= John Elof Boodin =

John Elof Boodin (November 14, 1869 – November 14, 1950) was a Swedish-born American philosopher and educator. He was the author of numerous books proposing a systematic interpretation of nature. Boodin's work preserved the tradition of philosophical idealism within the framework of contemporary science. Boodin also focused on the social nature of human behavior believing an understanding required an appreciation of individual participation in social life and interpersonal relationship.

==Background==
John Elof Boodin was born in Pjätteryd Parish in Älmhult, Kronoberg County, Sweden. Boodin was a younger son of sizable rural family. In his youth, several of his brothers had already immigrated to the United States. During his lifetime additional siblings continued to settle in America. He attended the Fjellstedt mission training school established by Swedish Lutheran missionary Peter Fjellstedt in Uppsala. He emigrated to the United States from Småland, Sweden in 1887 at the age of 18. He taught at the parochial school of the First Evangelical Lutheran Church of Galesburg, Illinois. Boodin subsequently attended Augustana College in Rock Island, Illinois. He was later educated at the University of Colorado at Boulder and University of Minnesota where he was influenced by the psychologists James Rowland Angell, William James, and Josiah Royce. He studied philosophy under James Seth at Brown University where he earned his B.A. and M.A. before doctoral work at Harvard University, where he received his Ph.D. in 1899.

==Career==
Boodin held positions at Grinnell College (1900–1904), the University of Kansas (1904–1913), Carleton College, Minnesota (1913–1927), University of Southern California, and University of California at Los Angeles (1927–1928). During his professional career and into his retirement, he published eight books. He also wrote more than sixty articles for various scholarly journals. The workpapers of John Elof Boodin are maintained at the University of California Los Angeles Library Special Collections.

- [TO-DO LIST]:
a. According to the Boodin biography, from which university did Boodin receive his Ph.D.?
b. Copy the passage of the Boodin biography starting with "John Elof Boodin (November" and going on through "and interpersonal relationship.".
c. Carry on the Boodin biography from its last sentence.

- [STORED DATA]:

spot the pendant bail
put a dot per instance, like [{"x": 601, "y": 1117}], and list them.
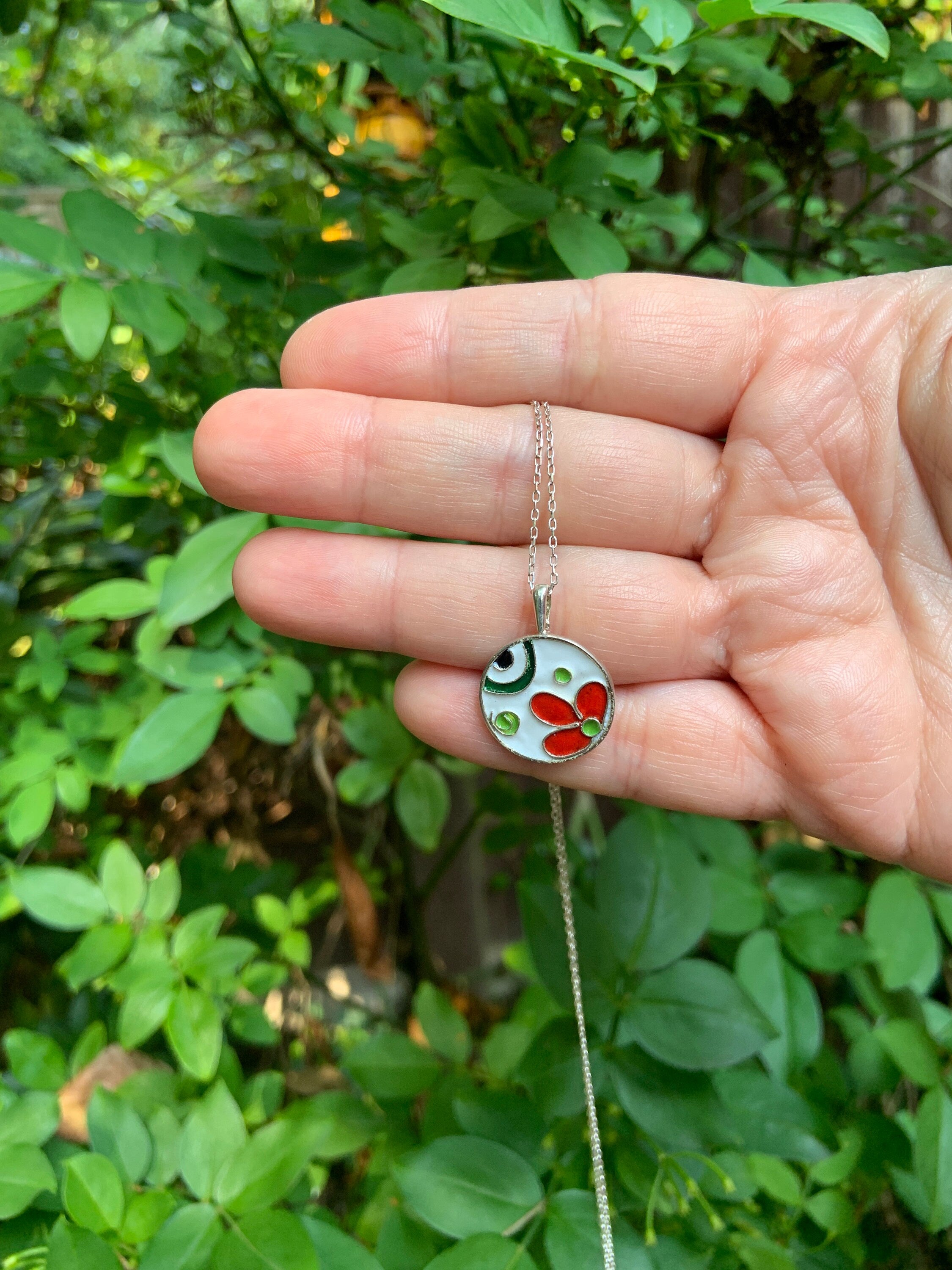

- [THE ANSWERS]:
a. Harvard University

b.
John Elof Boodin (November 14, 1869 – November 14, 1950) was a Swedish-born American philosopher and educator. He was the author of numerous books proposing a systematic interpretation of nature. Boodin's work preserved the tradition of philosophical idealism within the framework of contemporary science. Boodin also focused on the social nature of human behavior believing an understanding required an appreciation of individual participation in social life and interpersonal relationship.

c.
==Awards and honors==
Among many honors bestowed upon him were his election in 1937 to membership in the permanent council of the World Congress of Philosophy; membership in the Authors' Club of London; appointment as Sir John Adams Lecturer in 1935 and as Faculty Research Lecturer in 1937 at the University of California at Los Angeles. He served as director of the Los Angeles Public Library Lectures on Philosophy and as president of The Metaphysical Society in Los Angeles. He also served as president of the American Philosophical Association, Western Division (1932–33).

==Selected works==
- Time and Reality (1904)
- Truth and Reality: An Introduction to the Theory of Knowledge (1911)
- A Realistic Universe - An Introduction to Metaphysics (1916)
- Cosmic Evolution: Outlines of Cosmic Idealism (1925)
- God and Creation (1934) two volumes: Three Interpretations of the Universe, and God
- The Social Mind; Foundations of Social Philosophy (1939)
- Religion Of Tomorrow (1943)
- Studies in Philosophy; the Posthumous Papers of John Elof Boodin (1957)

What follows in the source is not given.